> **WHAT THE TASK REQUIRES**: Convert every line of the listing below into a numbered list, omitting any blank lines.

> **INFORMATION PROVIDED**:

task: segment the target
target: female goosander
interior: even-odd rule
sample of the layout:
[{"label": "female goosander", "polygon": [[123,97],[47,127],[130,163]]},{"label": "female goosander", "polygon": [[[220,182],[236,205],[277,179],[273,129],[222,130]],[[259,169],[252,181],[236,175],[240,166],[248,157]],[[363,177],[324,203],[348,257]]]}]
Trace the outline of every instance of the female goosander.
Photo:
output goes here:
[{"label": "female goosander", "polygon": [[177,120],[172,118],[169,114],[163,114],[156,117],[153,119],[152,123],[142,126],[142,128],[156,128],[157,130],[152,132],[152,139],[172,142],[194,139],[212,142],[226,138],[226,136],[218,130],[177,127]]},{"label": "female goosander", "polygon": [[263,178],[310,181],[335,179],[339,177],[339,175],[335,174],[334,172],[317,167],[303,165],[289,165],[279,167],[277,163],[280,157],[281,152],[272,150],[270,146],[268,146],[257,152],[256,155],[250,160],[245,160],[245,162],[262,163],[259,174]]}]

> **COMPLETE OUTPUT**:
1. task: segment the target
2. target: female goosander
3. interior: even-odd rule
4. sample of the layout:
5. [{"label": "female goosander", "polygon": [[123,97],[47,127],[130,163]]},{"label": "female goosander", "polygon": [[[220,182],[236,205],[277,179],[273,129],[222,130]],[[259,169],[252,181],[236,175],[240,166],[248,157]],[[363,177],[324,203],[348,257]]]}]
6. Trace the outline of every instance of the female goosander.
7. Photo:
8. output goes here:
9. [{"label": "female goosander", "polygon": [[177,120],[172,118],[169,114],[163,114],[156,117],[153,119],[152,123],[142,126],[142,128],[156,128],[157,130],[152,132],[152,139],[172,142],[194,139],[212,142],[226,138],[226,136],[218,130],[177,127]]},{"label": "female goosander", "polygon": [[263,178],[310,181],[335,179],[339,177],[339,175],[335,174],[334,172],[317,167],[303,165],[289,165],[279,167],[277,163],[280,157],[281,152],[272,150],[270,146],[268,146],[257,152],[256,155],[250,160],[245,160],[245,162],[262,163],[259,174]]}]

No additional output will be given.